===== Text for analysis

Visible to the public CAREER: Privacy-preserving learning for distributed dataConflict Detection Enabled

Project Details

Lead PI

Performance Period

Jul 01, 2015 - Jun 30, 2020

Institution(s)

Rutgers University New Brunswick

Award Number


Medical technologies such as imaging and sequencing make it possible to gather massive amounts of information at increasingly lower cost. Sharing data from studies can advance scientific understanding and improve healthcare outcomes. Concern about patient privacy, however, can preclude open data sharing, thus hampering progress in understanding stigmatized conditions such as mental health disorders. This research seeks to understand how to analyze and learn from sensitive data held at different sites (such as medical centers) in a way that quantifiably and rigorously protects the privacy of the data.

The framework used in this research is differential privacy, a recently-proposed model for measuring privacy risk in data sharing. Differentially private algorithms provide approximate (noisy) answers to protect sensitive data, involving a tradeoff between privacy and utility. This research studies how to combine private approximations from different sites to improve the overall quality or utility of the result. The main goals of this research are to understand the fundamental limits of private data sharing, to design algorithms for making private approximations and rules for combining them, and to understand the consequences of sites having more complex privacy and sharing restrictions. The methods used to address these problems are a mix of mathematical techniques from statistics, computer science, and electrical engineering.

==========
===== Given entries

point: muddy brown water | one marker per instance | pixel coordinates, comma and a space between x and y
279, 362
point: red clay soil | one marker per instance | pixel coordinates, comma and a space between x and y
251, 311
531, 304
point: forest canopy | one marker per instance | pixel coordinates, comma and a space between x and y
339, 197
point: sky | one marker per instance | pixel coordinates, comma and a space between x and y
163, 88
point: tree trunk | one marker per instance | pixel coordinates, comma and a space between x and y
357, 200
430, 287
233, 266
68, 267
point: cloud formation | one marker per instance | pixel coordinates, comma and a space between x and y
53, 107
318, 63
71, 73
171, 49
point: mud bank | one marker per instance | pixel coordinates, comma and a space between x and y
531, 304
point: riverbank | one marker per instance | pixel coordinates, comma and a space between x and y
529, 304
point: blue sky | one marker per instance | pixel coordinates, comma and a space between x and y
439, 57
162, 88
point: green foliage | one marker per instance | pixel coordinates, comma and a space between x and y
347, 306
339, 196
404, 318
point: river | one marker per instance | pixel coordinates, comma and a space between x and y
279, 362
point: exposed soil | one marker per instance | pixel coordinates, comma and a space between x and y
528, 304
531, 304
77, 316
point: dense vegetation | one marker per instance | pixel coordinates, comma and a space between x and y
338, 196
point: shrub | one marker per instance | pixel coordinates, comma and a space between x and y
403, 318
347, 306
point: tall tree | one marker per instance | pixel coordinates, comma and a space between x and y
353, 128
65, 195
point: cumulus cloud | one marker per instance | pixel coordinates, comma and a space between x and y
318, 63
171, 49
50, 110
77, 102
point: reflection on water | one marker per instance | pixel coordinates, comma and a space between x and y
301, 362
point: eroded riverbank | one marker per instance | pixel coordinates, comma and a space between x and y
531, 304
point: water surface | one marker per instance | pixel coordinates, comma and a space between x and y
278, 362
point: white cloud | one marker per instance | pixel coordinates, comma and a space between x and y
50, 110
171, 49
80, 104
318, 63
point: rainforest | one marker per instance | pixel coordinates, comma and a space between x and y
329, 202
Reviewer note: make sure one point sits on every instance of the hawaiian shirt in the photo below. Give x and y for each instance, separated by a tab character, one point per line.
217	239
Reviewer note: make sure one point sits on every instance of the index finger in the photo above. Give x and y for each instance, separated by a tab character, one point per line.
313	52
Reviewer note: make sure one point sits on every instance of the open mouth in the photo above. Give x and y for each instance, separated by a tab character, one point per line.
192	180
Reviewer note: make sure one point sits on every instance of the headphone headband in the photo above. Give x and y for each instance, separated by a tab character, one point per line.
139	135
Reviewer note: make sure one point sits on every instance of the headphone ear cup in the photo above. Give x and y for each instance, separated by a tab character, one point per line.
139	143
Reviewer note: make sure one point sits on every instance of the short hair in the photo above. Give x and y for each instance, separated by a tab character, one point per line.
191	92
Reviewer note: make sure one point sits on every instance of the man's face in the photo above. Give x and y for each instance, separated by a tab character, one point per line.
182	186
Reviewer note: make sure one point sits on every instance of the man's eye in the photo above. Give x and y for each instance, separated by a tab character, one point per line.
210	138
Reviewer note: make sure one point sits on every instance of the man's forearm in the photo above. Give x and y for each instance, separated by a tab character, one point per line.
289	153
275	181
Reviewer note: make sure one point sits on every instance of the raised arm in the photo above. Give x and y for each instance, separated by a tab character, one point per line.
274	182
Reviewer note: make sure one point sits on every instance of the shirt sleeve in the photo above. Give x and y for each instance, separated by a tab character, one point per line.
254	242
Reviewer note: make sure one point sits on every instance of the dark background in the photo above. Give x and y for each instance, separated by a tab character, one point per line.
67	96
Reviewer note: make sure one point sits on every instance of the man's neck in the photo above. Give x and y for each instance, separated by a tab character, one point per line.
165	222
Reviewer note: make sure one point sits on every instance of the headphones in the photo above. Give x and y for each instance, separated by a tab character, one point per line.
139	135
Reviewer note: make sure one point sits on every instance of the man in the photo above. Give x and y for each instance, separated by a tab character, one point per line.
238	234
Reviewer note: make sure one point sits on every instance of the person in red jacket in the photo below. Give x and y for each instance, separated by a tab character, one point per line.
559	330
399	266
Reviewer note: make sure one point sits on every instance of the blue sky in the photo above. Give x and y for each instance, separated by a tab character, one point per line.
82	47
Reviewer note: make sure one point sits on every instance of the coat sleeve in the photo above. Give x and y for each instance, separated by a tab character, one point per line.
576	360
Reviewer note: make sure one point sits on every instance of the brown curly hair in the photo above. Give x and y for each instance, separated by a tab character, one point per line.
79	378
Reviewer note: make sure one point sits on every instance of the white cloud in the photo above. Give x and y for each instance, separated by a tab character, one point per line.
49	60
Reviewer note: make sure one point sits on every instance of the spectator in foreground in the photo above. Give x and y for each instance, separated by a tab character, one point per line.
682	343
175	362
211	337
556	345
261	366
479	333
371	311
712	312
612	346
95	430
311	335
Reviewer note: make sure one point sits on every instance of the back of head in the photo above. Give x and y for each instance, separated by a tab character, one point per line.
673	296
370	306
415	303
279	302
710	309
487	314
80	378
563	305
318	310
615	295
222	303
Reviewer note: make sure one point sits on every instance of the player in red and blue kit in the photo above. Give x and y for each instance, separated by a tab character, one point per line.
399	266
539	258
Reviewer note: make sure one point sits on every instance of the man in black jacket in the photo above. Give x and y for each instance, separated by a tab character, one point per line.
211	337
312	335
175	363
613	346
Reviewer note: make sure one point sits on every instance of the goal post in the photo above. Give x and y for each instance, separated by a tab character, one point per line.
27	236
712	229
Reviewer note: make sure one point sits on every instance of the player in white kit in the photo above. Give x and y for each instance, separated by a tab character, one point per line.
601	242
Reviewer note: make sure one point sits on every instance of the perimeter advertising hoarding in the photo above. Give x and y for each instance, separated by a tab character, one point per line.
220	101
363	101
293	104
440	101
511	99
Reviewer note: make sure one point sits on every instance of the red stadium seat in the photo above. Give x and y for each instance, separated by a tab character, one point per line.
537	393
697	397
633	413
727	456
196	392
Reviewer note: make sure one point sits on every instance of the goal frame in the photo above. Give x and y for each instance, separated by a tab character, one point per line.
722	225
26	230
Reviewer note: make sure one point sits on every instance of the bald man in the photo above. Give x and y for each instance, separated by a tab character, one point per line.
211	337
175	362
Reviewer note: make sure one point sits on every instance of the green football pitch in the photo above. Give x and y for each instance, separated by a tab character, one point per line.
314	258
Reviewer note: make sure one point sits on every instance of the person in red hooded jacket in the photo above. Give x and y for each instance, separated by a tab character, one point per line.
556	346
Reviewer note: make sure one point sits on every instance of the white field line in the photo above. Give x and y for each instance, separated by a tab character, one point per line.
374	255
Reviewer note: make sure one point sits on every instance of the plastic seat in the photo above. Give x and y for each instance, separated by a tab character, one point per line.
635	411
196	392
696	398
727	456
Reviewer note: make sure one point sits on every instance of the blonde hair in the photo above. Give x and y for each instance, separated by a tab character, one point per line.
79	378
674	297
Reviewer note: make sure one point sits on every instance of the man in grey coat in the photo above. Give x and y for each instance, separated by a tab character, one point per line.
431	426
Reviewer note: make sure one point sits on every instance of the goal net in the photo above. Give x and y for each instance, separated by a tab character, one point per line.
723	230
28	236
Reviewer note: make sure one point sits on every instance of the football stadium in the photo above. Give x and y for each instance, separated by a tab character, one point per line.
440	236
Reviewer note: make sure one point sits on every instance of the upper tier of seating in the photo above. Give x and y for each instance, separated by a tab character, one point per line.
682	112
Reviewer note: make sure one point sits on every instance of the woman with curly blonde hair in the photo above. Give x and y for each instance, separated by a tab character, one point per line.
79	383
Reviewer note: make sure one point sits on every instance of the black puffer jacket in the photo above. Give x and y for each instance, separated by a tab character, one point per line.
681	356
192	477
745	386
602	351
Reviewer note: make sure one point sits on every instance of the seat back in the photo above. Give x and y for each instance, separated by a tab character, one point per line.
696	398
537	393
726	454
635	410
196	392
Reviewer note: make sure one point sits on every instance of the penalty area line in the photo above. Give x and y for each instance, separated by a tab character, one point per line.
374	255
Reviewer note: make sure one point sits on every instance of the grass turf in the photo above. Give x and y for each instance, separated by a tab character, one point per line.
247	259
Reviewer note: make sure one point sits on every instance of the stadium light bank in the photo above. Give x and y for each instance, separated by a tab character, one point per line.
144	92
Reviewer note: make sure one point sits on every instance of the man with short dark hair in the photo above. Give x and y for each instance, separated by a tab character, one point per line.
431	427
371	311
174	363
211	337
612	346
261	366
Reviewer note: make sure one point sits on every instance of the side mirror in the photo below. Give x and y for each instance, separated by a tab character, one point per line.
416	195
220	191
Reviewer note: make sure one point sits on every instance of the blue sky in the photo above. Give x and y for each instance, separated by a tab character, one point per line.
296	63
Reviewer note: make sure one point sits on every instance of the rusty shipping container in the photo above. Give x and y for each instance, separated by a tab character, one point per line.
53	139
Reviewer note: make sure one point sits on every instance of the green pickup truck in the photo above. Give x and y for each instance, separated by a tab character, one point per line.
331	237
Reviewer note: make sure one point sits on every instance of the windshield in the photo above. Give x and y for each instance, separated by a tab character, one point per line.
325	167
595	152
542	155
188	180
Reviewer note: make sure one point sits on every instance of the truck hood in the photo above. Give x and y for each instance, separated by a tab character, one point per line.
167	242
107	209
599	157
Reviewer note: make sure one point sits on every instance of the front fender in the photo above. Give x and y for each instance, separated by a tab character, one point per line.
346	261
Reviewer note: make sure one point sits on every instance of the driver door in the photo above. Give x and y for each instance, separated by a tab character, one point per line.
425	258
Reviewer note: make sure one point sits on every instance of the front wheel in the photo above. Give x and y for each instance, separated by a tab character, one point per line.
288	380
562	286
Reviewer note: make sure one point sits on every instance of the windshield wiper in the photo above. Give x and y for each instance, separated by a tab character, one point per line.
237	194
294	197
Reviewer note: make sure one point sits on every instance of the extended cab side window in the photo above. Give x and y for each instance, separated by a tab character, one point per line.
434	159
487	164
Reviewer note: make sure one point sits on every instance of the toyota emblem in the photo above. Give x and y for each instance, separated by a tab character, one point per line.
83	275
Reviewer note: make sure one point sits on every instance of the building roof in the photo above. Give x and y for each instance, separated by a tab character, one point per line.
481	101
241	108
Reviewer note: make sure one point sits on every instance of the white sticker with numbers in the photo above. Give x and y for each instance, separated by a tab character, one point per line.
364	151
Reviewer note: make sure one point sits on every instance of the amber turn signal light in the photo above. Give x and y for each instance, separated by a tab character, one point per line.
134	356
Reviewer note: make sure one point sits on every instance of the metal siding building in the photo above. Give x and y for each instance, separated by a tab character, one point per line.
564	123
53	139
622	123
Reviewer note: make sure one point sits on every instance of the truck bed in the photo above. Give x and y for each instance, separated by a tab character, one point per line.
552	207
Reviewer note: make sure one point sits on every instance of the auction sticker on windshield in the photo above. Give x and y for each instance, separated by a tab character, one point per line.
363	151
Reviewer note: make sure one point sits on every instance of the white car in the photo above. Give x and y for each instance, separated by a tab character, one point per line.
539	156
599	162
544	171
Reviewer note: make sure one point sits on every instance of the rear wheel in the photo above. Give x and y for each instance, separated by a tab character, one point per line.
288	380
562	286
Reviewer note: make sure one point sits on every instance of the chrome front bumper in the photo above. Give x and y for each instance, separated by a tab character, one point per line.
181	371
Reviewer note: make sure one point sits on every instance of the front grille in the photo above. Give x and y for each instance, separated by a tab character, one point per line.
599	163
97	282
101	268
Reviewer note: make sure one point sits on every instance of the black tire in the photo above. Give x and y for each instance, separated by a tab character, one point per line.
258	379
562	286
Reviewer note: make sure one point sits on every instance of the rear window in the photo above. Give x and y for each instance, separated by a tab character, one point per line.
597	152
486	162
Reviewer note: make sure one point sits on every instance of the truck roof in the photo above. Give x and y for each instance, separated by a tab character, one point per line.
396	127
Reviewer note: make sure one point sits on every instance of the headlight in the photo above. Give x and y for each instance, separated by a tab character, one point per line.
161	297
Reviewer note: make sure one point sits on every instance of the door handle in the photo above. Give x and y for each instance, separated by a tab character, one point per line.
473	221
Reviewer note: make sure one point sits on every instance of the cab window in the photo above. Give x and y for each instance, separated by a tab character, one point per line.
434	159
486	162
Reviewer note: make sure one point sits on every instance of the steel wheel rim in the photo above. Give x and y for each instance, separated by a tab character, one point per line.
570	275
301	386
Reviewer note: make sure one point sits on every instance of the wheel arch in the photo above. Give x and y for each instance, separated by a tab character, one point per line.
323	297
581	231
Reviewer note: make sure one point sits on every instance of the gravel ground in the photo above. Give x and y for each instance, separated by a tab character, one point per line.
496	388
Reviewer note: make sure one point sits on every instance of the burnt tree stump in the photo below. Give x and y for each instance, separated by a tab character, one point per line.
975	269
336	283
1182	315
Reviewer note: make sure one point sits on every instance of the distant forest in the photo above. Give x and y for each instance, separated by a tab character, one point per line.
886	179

==========

- _Requirement 1_:
Answer these from the project page above:
(a) Which institution is listed for the project?
(b) What performance period does the project page give?
(c) What framework does the research use?
- _Requirement 2_: Continue the project page on privacy-preserving learning from distributed data, starting after its last sentence.

- _Task result 1_:
(a) Rutgers University New Brunswick
(b) Jul 01, 2015 - Jun 30, 2020
(c) Differential privacy

- _Task result 2_:
The educational component of this research will involve designing introductory university courses and material on data science, undergraduate research projects, curricular materials for graduate courses, and outreach to the growing data-hacker community via presentations, tutorial materials, and open-source software.

The primary aim of this research is bridge the gap between theory and practice by developing algorithmic principles for practical privacy-preserving algorithms. These algorithms will be validated on neuroimaging data used to understand and diagnose mental health disorders. Implementing the results of this research will create a blueprint for building practical privacy-preserving learning for research in healthcare and other fields. The tradeoffs between privacy and utility in distributed systems lead naturally to more general questions of cost-benefit tradeoffs for learning problems, and the same algorithmic principles will shed light on information processing and machine learning in general distributed systems where messages may be noisy or corrupted.